> [Work instruction] Return all of the records exactly.

Start of Supplied material

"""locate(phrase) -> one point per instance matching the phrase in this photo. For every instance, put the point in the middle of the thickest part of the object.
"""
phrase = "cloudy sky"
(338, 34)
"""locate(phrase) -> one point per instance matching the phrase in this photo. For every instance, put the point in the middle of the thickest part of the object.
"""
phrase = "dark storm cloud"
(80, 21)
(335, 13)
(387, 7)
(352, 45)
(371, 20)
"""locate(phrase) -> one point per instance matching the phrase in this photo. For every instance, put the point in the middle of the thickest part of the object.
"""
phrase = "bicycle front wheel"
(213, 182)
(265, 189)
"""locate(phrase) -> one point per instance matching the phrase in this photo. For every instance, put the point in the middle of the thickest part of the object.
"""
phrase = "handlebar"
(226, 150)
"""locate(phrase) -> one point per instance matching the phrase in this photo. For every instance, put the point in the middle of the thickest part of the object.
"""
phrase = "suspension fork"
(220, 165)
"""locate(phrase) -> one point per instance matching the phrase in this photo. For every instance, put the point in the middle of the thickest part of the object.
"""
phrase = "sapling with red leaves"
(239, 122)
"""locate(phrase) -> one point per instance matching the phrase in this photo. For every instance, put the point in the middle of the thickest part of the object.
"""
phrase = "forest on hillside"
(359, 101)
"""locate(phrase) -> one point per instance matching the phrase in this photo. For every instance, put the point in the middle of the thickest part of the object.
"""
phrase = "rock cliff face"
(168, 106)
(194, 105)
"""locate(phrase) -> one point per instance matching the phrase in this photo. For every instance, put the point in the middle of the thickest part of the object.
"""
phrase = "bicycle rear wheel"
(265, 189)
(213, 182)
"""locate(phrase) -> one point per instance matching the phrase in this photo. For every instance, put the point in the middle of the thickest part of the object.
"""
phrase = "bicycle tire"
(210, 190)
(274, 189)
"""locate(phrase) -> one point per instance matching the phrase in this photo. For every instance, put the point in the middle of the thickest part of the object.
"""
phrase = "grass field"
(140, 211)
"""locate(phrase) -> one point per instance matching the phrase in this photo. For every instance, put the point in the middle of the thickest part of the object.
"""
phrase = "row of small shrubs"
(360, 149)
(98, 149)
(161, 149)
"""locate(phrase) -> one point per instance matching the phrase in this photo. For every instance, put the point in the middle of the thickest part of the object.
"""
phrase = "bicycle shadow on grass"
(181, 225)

End of Supplied material

> [Task output]
"""locate(phrase) -> one point per instance matching the phrase in this photo. For every instance, put the point in the middle of the thickest part of the object.
"""
phrase = "cloudy sky"
(338, 34)
"""locate(phrase) -> one point per instance matching the phrase in this photo. For every instance, put the point in the middle of the thickest part of the object.
"""
phrase = "dark storm cloud"
(80, 21)
(335, 13)
(387, 7)
(352, 45)
(371, 20)
"""locate(phrase) -> one point per instance matching the phrase in this photo. For every instance, put the point in the middle of the thickest part of the object.
"""
phrase = "bicycle front wheel"
(213, 182)
(265, 189)
"""locate(phrase) -> one point per instance matching the phrase in this photo. For every instance, put the point in the middle of the thickest part of the object.
"""
phrase = "handlebar"
(226, 150)
"""locate(phrase) -> one point per instance matching the phrase in this photo. For every instance, put the point in the middle of the thickest part of the object.
"""
phrase = "suspension fork"
(220, 165)
"""locate(phrase) -> one point per instance matching the phrase in this photo. For every instance, put the point in the middle of the thickest part of the object.
"""
phrase = "sapling with red leaves"
(239, 122)
"""locate(phrase) -> one point per instance matching the phrase in this photo. For every instance, put the point in the middle of the thickest part of the object.
"""
phrase = "forest on hillside"
(359, 101)
"""locate(phrase) -> one point per instance matching the phrase in this photo. For every instance, put the point in the middle of the thickest part of the object.
"""
phrase = "rock cliff face"
(168, 106)
(194, 105)
"""locate(phrase) -> one point per instance matching the phrase in this photo. For every instance, put the point in the middle of the thickest part of the object.
"""
phrase = "bicycle rear wheel"
(265, 189)
(213, 182)
"""locate(phrase) -> one point per instance matching the phrase in this photo. For every instance, put the point in the middle of the thickest part of the object.
"""
phrase = "bicycle tire"
(210, 190)
(274, 189)
"""locate(phrase) -> one point per instance matching the phrase in this photo. For every instance, put the point in the middle of the thickest part of the object.
"""
phrase = "grass field"
(140, 211)
"""locate(phrase) -> one point per instance matching the phrase in this photo. For every instance, put the point in the middle of the thickest part of the object.
"""
phrase = "row of small shrubs"
(360, 149)
(98, 149)
(161, 149)
"""locate(phrase) -> one point per instance matching the phrase in this photo. For every instance, put the point in the middle of the thickest part of the object.
"""
phrase = "bicycle shadow on grass"
(181, 225)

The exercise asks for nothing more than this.